Il faut adorer la Providence dans toutes ses voies ; mais je me borne, selon vos ordres, à l’histoire politique.

Manès, sous le règne de Probus, vers l’an 278, forma une religion nouvelle dans Alexandrie. Cette secte était composée des anciens principes des Persans, et de quelques dogmes du christianisme. Probus et son successeur Carus laissèrent en paix Manès et les chrétiens. Numérien leur laissa une liberté entière. Dioclétien protégea les chrétiens, et toléra les manichéens pendant douze années ; mais, en 296, il donna un édit contre les manichéens, et les proscrivit comme des ennemis de l’empire attachés aux Perses. Les chrétiens ne furent point compris dans l’édit ; ils demeurèrent tranquilles sous Dioclétien, et firent une profession ouverte de leur religion dans tout l’empire, jusqu’aux deux dernières années du règne de ce prince.

○ ○ ○ ○

Exercices —
• 1. Traduisez en anglais la phrase suivante, tirée du passage sur Manès : « Probus et son successeur Carus laissèrent en paix Manès et les chrétiens. »
• 2. D'après le passage sur Manès, en quelle année Dioclétien donna-t-il un édit contre les manichéens ?
• 3. Recopiez le passage sur Manès à partir des mots "Manès, sous le" et arrêtez-vous après "de ce prince.".
Les lignes qui suivent forment un matériau indépendant du passage sur Manès.

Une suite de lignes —
○ ○ ○ ○

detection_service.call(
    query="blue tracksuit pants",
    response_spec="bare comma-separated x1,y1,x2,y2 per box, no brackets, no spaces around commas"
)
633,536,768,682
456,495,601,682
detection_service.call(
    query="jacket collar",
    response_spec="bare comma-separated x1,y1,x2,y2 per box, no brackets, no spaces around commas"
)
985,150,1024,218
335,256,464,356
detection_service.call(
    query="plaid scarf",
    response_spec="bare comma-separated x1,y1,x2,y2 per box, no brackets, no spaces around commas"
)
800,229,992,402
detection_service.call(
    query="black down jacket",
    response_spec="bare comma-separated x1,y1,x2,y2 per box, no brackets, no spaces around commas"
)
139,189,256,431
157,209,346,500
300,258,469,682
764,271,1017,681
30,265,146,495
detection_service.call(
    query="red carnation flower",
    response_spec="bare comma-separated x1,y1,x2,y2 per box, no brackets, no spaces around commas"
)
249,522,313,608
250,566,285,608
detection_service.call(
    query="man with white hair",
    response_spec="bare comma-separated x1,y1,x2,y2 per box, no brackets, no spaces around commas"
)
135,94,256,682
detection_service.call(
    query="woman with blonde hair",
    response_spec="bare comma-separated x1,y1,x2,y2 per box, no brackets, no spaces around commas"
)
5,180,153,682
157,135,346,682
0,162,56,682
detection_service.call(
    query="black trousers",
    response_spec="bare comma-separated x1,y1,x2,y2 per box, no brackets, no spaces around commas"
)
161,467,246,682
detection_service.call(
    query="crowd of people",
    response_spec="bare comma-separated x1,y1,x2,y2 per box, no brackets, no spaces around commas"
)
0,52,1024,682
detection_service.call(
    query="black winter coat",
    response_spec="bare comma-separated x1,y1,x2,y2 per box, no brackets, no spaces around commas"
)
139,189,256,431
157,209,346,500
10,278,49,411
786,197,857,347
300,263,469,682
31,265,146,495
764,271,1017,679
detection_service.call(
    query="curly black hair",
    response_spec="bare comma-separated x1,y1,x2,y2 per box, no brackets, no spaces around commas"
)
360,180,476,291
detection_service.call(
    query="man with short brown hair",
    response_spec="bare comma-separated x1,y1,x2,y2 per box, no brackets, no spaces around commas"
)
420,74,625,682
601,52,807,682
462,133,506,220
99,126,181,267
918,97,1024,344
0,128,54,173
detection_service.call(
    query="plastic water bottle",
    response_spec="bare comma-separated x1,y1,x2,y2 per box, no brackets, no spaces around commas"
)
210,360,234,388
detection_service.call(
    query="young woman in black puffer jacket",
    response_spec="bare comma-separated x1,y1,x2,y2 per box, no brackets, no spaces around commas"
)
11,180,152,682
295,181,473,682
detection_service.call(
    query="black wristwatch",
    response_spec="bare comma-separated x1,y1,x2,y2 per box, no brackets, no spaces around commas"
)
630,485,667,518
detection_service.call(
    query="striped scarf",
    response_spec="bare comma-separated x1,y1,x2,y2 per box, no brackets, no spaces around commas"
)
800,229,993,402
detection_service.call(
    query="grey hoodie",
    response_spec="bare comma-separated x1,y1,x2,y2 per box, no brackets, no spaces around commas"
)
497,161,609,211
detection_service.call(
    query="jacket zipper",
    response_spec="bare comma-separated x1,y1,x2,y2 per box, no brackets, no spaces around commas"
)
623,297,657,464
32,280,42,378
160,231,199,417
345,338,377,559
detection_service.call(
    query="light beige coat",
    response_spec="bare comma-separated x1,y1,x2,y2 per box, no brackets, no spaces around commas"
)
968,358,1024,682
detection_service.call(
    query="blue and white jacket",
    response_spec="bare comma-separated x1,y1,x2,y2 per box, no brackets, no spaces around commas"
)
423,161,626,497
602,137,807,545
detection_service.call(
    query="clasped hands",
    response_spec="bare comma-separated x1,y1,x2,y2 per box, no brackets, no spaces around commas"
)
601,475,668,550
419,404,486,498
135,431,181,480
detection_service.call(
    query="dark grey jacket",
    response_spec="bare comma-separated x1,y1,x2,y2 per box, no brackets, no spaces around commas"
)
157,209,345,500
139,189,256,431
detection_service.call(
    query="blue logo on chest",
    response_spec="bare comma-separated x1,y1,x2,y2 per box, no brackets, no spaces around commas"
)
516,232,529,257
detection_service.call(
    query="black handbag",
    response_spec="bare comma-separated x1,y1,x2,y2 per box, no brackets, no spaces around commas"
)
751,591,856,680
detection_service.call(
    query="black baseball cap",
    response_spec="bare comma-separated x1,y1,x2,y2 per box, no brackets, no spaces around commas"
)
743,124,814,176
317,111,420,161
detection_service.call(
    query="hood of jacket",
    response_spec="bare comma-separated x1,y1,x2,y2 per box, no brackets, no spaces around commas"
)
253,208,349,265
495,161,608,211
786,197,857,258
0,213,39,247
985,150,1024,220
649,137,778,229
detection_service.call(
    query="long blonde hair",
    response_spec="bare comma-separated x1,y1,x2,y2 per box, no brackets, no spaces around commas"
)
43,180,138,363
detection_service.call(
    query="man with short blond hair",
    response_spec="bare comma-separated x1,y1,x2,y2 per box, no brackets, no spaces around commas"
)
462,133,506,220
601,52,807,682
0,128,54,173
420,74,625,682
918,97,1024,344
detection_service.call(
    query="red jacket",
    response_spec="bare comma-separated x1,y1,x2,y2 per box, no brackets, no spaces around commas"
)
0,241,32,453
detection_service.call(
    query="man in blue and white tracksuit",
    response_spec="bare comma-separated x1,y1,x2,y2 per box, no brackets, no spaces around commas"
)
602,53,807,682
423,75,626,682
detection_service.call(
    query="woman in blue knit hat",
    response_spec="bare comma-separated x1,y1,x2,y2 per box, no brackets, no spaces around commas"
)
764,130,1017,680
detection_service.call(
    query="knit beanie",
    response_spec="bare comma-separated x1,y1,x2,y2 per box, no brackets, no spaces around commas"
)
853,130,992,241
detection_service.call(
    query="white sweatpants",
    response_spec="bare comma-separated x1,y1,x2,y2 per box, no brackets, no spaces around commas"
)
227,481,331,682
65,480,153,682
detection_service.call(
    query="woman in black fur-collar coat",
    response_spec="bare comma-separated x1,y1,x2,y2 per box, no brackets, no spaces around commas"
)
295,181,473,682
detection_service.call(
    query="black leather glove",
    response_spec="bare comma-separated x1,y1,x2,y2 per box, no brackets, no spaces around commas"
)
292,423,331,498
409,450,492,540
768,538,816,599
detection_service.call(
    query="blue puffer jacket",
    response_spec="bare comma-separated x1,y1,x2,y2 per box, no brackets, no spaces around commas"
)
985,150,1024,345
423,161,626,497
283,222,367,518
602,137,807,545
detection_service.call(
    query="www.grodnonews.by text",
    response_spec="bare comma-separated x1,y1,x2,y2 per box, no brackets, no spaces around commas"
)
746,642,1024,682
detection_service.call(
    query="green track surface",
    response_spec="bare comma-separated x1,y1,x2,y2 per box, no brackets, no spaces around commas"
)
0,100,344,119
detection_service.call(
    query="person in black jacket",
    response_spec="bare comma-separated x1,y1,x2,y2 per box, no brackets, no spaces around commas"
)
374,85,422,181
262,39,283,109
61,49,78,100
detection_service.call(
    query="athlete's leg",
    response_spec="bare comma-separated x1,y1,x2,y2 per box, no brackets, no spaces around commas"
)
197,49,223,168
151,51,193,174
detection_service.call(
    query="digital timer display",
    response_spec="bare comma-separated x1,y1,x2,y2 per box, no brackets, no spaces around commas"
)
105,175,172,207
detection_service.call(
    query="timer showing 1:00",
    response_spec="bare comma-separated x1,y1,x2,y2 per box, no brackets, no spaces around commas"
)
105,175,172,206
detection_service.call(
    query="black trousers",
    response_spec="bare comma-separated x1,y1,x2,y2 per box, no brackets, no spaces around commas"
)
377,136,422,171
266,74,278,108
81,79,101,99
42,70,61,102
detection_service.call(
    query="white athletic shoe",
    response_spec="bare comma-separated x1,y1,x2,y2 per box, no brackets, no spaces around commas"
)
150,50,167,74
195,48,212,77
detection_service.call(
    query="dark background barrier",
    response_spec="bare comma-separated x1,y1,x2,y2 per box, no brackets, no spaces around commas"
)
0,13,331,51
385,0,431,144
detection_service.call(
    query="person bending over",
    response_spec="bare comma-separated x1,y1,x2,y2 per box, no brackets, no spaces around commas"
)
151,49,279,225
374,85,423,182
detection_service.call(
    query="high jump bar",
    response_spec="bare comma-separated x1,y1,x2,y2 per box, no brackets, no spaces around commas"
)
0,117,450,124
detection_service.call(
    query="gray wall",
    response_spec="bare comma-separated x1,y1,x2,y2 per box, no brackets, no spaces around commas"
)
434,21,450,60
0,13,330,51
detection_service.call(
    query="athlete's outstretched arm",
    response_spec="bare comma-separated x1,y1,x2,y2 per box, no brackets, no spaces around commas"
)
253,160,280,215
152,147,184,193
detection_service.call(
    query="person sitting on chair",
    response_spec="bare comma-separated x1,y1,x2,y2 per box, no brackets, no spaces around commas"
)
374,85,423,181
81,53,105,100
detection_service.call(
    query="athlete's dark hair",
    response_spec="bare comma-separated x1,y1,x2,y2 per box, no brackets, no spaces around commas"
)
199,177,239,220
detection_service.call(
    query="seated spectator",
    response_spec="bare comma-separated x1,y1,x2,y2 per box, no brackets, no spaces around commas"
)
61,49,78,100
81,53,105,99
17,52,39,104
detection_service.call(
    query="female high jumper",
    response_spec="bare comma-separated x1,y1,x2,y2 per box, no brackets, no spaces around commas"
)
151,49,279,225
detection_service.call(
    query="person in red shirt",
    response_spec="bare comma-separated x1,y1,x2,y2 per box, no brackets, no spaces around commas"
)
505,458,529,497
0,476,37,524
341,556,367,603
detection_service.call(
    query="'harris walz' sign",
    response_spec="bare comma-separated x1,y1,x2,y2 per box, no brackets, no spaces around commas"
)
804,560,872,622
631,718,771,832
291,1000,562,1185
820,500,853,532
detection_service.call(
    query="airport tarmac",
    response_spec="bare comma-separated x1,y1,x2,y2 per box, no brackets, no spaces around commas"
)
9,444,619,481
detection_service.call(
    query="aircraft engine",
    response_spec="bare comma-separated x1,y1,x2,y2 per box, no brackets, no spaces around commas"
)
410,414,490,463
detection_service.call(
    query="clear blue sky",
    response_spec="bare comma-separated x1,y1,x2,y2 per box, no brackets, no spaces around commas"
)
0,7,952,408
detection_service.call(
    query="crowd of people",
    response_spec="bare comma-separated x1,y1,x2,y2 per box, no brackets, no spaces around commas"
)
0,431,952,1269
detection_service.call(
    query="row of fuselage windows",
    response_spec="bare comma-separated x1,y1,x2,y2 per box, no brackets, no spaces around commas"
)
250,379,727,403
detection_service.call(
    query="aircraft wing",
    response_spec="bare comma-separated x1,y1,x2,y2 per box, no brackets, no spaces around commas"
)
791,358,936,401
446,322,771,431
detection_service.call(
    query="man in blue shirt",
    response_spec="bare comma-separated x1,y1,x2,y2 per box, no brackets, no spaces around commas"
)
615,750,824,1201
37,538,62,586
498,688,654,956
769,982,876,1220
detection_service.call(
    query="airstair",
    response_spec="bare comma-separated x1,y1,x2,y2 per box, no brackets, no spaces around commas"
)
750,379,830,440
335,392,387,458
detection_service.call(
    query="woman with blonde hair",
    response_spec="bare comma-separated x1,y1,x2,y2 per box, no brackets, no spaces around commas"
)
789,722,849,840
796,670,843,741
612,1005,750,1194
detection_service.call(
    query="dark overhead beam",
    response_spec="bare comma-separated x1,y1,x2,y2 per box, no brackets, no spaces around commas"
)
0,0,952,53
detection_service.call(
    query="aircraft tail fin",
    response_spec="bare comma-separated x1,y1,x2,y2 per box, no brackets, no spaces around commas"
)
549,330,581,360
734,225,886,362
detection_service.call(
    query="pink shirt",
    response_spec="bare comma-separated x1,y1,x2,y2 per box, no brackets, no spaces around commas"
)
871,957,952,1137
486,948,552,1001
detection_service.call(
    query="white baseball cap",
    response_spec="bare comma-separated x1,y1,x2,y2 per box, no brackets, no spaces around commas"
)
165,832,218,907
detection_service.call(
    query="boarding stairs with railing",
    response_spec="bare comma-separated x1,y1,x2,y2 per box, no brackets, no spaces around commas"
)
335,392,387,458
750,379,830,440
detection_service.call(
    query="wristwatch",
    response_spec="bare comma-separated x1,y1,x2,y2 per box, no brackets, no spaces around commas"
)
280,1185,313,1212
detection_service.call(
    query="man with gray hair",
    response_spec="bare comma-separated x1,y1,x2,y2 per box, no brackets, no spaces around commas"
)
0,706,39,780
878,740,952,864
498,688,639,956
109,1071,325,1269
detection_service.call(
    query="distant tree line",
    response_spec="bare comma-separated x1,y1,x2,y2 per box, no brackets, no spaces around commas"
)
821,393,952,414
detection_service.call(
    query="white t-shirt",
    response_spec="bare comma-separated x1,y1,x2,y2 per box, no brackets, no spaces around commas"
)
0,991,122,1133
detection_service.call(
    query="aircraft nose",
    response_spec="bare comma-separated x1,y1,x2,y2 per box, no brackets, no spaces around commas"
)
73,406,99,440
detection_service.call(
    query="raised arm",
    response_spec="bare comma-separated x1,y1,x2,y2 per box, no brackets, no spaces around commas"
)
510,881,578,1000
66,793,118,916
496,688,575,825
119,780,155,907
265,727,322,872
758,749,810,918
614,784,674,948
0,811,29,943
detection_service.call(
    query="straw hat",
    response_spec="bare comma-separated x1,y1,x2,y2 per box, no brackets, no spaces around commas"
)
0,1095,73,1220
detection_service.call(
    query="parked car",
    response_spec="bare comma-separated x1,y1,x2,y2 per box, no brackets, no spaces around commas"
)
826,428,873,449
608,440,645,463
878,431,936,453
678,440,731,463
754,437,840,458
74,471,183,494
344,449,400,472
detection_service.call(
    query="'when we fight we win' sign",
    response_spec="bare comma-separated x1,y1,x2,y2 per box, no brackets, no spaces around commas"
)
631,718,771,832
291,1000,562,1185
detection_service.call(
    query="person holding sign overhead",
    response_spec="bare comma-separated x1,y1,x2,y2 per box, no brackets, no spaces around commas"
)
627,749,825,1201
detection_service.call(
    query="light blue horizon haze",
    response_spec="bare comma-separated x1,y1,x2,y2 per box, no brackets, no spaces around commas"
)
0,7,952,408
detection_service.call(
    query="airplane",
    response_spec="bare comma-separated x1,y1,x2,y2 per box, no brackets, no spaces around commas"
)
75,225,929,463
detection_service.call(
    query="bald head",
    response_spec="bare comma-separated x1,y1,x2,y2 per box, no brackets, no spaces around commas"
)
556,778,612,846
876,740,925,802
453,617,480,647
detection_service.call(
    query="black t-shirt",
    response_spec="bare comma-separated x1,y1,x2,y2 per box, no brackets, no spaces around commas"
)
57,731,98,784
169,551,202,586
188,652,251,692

○ ○ ○ ○

Corrigés —
• 1. Probus and his successor Carus left Manes and the Christians in peace.

• 2. En 296.

• 3.
Manès, sous le règne de Probus, vers l’an 278, forma une religion nouvelle dans Alexandrie. Cette secte était composée des anciens principes des Persans, et de quelques dogmes du christianisme. Probus et son successeur Carus laissèrent en paix Manès et les chrétiens. Numérien leur laissa une liberté entière. Dioclétien protégea les chrétiens, et toléra les manichéens pendant douze années ; mais, en 296, il donna un édit contre les manichéens, et les proscrivit comme des ennemis de l’empire attachés aux Perses. Les chrétiens ne furent point compris dans l’édit ; ils demeurèrent tranquilles sous Dioclétien, et firent une profession ouverte de leur religion dans tout l’empire, jusqu’aux deux dernières années du règne de ce prince.